Brief:
Identify each line in the listing below that contains the word "JSON", and copy those lines.

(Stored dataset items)
=======
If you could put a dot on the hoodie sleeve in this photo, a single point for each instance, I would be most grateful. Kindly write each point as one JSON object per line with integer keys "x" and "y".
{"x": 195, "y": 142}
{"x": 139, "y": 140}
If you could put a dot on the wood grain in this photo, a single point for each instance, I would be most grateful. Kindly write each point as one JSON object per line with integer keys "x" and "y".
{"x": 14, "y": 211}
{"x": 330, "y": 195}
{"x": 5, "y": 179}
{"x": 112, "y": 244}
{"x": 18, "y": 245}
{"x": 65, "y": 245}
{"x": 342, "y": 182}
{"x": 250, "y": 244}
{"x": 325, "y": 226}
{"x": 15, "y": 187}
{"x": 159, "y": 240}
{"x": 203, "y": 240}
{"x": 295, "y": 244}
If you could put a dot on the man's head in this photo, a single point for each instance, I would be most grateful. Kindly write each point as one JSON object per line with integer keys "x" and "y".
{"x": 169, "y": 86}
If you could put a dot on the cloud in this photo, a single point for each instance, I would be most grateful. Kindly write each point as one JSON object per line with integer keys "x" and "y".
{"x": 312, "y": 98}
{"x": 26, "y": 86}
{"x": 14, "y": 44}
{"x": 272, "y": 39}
=======
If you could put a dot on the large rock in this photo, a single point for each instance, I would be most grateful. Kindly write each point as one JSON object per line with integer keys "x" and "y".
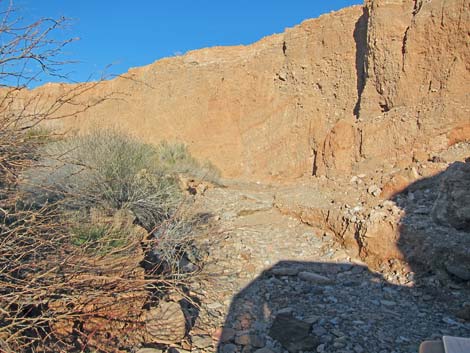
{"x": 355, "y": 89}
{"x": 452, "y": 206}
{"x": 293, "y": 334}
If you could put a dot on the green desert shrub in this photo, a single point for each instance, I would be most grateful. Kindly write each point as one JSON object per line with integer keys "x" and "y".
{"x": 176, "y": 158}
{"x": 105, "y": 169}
=======
Exercise result:
If you could put a dot on the hoodie sleeve in this photo, a single point for each instance, I would be most grateful. Kindly write each point as one JSON object per line with integer keys "x" and "y".
If you could put a dot on the wood grain in this photo, a single point for each instance, I would be most grateful. Kindly write each point as one JSON object per line with integer keys "x" and "y".
If you could put a dot on the man's head in this photo, a single point for each instance, I would be most grateful. Kindly write each point as one JSON object per line with integer keys "x" and "y".
If you could put a dot on the cloud in this photo, a single point for each instance, I would be most grateful. Kindly write each point as one JSON object per line with integer keys "x" and "y".
If you could put a dot on the large rock in this photo, a single point for each instance, I would be most grateful. Kindly write each point as one JSON object per line with integer keys "x" and "y".
If you could put a dot on the green desert shrub in this photo, a single point for each instance, I would be most grateful. Kindly write each point as one JSON object per line with integer keys "x" and "y".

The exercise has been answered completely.